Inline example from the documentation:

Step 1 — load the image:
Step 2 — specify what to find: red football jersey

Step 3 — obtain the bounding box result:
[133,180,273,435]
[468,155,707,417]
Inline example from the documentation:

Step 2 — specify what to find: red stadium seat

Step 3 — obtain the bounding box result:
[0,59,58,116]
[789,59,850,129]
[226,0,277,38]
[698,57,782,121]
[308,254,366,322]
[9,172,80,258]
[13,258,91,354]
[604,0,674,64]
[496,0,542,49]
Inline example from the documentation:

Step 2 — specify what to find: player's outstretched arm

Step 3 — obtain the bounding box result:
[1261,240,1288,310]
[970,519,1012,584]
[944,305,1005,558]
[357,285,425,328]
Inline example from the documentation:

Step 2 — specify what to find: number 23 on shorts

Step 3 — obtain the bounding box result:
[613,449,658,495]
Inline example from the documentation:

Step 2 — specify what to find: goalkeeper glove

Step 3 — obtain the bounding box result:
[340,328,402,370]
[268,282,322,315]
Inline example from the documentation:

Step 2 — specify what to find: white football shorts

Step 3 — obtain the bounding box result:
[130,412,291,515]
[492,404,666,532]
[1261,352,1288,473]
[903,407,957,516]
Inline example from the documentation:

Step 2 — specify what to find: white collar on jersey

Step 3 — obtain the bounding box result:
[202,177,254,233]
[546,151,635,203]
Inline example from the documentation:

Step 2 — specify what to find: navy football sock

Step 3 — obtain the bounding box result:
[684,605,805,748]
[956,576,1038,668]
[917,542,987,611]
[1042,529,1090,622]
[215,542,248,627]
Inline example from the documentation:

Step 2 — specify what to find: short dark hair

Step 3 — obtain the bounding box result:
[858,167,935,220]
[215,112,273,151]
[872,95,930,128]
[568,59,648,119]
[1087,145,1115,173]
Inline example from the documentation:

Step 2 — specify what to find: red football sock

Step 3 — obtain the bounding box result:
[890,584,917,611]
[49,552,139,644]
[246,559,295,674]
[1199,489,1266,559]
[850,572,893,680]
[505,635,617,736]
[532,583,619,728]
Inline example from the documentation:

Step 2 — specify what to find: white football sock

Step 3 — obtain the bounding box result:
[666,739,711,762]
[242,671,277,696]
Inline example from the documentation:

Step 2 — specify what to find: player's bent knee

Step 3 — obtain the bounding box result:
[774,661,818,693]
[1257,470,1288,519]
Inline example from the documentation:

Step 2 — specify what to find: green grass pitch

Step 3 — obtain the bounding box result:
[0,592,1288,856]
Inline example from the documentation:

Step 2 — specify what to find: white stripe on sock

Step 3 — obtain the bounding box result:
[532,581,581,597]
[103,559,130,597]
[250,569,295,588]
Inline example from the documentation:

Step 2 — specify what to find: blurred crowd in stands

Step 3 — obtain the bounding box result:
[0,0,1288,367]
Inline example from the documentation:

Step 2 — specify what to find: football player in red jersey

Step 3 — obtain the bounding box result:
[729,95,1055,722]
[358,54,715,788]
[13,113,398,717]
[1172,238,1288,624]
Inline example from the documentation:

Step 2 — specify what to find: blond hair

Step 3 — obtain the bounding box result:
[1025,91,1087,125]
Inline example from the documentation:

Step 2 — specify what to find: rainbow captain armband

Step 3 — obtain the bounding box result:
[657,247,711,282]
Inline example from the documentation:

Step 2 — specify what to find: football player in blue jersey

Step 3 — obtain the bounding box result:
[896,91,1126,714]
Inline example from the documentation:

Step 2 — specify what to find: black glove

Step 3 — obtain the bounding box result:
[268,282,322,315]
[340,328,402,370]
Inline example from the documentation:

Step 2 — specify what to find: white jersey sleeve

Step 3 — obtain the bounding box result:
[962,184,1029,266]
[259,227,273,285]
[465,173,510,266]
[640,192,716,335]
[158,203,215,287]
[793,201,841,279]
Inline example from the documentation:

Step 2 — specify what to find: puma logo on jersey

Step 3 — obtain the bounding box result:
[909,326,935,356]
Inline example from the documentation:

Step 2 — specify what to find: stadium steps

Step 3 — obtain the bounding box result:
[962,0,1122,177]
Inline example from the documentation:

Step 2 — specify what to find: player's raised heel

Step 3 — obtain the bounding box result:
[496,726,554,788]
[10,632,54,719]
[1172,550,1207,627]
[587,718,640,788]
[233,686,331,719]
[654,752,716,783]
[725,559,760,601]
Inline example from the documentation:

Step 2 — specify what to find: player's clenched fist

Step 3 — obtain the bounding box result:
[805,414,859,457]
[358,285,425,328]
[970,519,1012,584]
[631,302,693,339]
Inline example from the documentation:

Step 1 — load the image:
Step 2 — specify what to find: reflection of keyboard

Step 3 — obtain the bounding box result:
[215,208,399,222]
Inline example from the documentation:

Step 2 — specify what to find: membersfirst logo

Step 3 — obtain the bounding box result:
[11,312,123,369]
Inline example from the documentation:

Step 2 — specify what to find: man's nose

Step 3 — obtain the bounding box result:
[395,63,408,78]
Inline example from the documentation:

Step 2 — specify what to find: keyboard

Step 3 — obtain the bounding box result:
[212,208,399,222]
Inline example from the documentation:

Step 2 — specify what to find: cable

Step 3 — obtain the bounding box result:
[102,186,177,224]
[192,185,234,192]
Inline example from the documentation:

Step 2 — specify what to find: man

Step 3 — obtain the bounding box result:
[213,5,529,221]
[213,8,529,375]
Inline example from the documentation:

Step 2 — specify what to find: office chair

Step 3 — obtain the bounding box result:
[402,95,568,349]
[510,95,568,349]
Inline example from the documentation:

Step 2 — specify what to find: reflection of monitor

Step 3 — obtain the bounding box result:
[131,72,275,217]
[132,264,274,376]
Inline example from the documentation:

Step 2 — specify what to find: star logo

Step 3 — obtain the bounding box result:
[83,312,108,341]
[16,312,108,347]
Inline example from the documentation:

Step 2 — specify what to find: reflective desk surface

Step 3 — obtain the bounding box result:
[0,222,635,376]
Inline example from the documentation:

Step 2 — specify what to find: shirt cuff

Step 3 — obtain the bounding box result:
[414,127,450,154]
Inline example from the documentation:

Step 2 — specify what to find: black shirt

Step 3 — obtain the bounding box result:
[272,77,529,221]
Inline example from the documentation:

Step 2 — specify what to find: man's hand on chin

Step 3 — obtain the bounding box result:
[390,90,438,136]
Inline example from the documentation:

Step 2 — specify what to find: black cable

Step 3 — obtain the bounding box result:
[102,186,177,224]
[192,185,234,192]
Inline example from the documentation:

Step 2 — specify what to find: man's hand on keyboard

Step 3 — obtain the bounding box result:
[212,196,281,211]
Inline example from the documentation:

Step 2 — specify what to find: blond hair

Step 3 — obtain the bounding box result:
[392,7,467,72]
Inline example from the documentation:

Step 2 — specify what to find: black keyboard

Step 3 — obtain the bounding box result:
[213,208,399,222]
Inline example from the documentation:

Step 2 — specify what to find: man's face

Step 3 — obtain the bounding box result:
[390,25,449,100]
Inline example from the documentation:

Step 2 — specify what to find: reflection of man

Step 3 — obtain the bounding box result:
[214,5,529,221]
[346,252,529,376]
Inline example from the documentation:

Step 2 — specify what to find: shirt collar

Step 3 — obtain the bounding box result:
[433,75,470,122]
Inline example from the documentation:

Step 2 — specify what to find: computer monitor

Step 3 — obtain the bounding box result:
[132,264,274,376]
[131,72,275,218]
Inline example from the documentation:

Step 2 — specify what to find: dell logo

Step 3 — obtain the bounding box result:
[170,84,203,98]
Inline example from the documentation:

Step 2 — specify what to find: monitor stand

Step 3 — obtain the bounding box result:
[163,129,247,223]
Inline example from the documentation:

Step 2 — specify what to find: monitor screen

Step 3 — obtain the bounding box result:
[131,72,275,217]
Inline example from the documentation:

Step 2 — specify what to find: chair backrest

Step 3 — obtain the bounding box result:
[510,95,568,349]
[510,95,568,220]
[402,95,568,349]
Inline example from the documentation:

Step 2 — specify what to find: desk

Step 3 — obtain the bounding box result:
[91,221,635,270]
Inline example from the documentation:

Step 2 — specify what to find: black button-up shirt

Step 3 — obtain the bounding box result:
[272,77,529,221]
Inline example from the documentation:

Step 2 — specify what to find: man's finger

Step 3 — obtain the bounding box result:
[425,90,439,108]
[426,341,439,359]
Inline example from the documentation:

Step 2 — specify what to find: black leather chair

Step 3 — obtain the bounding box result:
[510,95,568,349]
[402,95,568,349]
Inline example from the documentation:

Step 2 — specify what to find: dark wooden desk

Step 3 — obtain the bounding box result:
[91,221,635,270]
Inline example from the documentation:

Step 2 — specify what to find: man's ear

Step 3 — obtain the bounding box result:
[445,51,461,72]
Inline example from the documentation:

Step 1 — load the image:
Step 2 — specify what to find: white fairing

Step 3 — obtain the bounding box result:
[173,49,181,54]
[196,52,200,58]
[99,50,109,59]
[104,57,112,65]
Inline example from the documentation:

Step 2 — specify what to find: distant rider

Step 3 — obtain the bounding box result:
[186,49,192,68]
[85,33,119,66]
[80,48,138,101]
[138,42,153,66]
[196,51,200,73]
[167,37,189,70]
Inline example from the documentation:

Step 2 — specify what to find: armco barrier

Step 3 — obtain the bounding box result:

=====

PROBLEM REQUIREMENTS >> Can you rewrite the stretch from the first line through the line that contains "[357,285,425,328]", swapping "stadium seat" for "grandstand seat" and changing nothing else?

WRITTEN REPLY >>
Inline example from the documentation:

Step 1 — load the image:
Step 2 — specify what to find: red football jersey

Step 3 — obtain the bounding box result:
[133,180,273,435]
[468,155,707,417]
Inline example from the documentation:

Step 2 — specify what to find: red grandstand seat

Step 3 — obtain the bounding box result:
[0,59,58,116]
[789,59,850,129]
[226,0,277,38]
[698,57,782,121]
[308,254,366,322]
[9,172,80,258]
[13,258,91,354]
[604,0,674,64]
[496,0,542,49]
Inline example from the documentation:

Step 2 — specify what to find: player's outstretched arm

Step 3 — obtain the bounding box result:
[1261,240,1288,310]
[970,519,1012,584]
[944,305,1005,558]
[357,285,425,328]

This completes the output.